**Selected passage:**

__________

We scientists and engineers tend to define terms technically, and this is the right thing to do when we ask each other to make technical decisions. Which technology will have the largest impact for the least cost? It’s a technical question, and we try to estimate costs and impacts and risks quantitatively, and
The public will tend to define things morally, which is probably the right thing to do for public policy. The public has an intuition - which is technically pretty sound - that meddling in complex systems often elicits large, unexpected results. They frame this in moral terms (“Playing God”) that don’t resonate with scientists, but honestly their inherent distrust of our ability to cleanly engineer complexity has merit.
In my view, CDR is seen as ‘morally acceptable’ because it is perceived as reversing processes with the minimum possible deviation from their original path. The good activity (CDR/CCS) isn’t exactly the opposite of the bad one (extracting and burning fossil fuels), but it’s pretty close. There is minimal ‘change’, the word I underlined in Ken’s definition, and the complexity of the intervention is low so the moral risks are small. By contrast, marine arctic brightening or OIF or aerosol injection have a longer distance from the original activity of burning carbon. Substantial change is required, the complexity is high, so the moral risks are perceived as high.
Technical definitions do a different job than moral ones, and we should not confuse the two simply because they both contain the word ‘definition’. It’s useful to call on the old saying that you can’t logic a person out of a belief that they didn’t logic themselves into! I am skeptical that we will ever move the public to embrace a technical definition as a replacement for a moral, in this or any other field. They are each aides to a different type of thinking.

__________

**Data:**
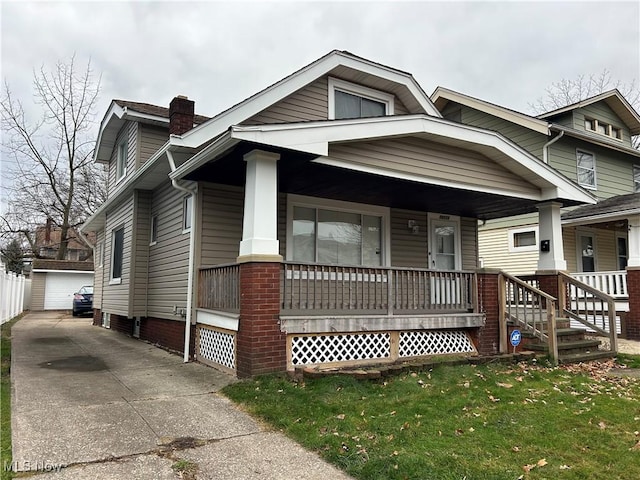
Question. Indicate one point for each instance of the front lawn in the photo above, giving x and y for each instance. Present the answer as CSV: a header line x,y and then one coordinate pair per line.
x,y
453,422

__________

**Tasks for this exercise:**
1. Retype the passage on technical and moral definitions from "Technical definitions do" to "type of thinking.".
2. According to the passage on technical and moral definitions, why is CDR seen as morally acceptable?

**Solutions:**
1.
Technical definitions do a different job than moral ones, and we should not confuse the two simply because they both contain the word ‘definition’. It’s useful to call on the old saying that you can’t logic a person out of a belief that they didn’t logic themselves into! I am skeptical that we will ever move the public to embrace a technical definition as a replacement for a moral, in this or any other field. They are each aides to a different type of thinking.

2. It is perceived as reversing processes with the minimum possible deviation from their original path.